Reproduce every one of the rows below word for word, omitting the pictures from your copy.

>> start

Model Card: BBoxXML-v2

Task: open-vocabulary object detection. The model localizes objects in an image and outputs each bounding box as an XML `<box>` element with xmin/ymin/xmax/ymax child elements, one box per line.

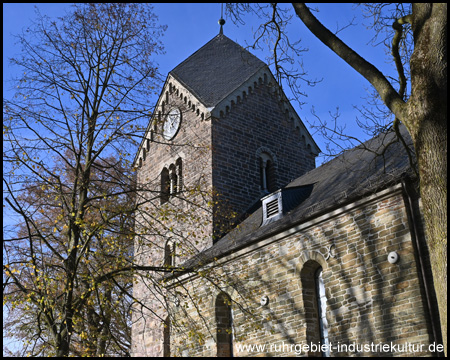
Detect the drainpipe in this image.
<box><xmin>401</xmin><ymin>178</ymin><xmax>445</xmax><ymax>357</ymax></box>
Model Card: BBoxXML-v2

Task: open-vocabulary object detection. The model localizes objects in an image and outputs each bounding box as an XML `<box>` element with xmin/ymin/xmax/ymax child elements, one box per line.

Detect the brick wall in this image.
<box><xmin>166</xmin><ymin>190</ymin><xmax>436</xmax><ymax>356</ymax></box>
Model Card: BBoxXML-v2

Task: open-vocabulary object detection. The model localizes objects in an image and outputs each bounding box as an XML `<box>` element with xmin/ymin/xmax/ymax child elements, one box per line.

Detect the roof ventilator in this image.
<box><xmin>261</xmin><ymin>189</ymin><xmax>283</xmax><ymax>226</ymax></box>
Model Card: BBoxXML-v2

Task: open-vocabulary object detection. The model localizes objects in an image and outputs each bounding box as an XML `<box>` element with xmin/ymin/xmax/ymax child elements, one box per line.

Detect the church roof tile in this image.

>> end

TASK ANSWER:
Model Card: BBoxXML-v2

Task: open-vocabulary object detection. The model localizes objects in an image and outputs each bounding box as an XML `<box>` element with xmin/ymin/xmax/ymax child elements, one box per line.

Detect the drainpipe in this image.
<box><xmin>401</xmin><ymin>178</ymin><xmax>445</xmax><ymax>357</ymax></box>
Model Card: BBoxXML-v2

Task: open-vocabulary object detection. The model localizes objects in an image and outputs each bounding box as an XML `<box>` element with xmin/ymin/xmax/ymax child elements, one box per line.

Detect the brick wall in this image.
<box><xmin>166</xmin><ymin>190</ymin><xmax>436</xmax><ymax>356</ymax></box>
Model Card: BBoxXML-v2

Task: open-vocabulary object detection. The model localizes objects in an image and outputs each bounding box as an XML `<box>` element with xmin/ymin/xmax/ymax child elements, one box per line.

Detect the roof ventilator in this image.
<box><xmin>261</xmin><ymin>189</ymin><xmax>283</xmax><ymax>226</ymax></box>
Model Card: BBoxXML-v2

Task: open-vocabulary object detection. The model localizes objects in an image and outputs each bounding box as an XML `<box>` element with xmin/ymin/xmax/ymax child elements, one box per line.

Detect the church roof tile in this image.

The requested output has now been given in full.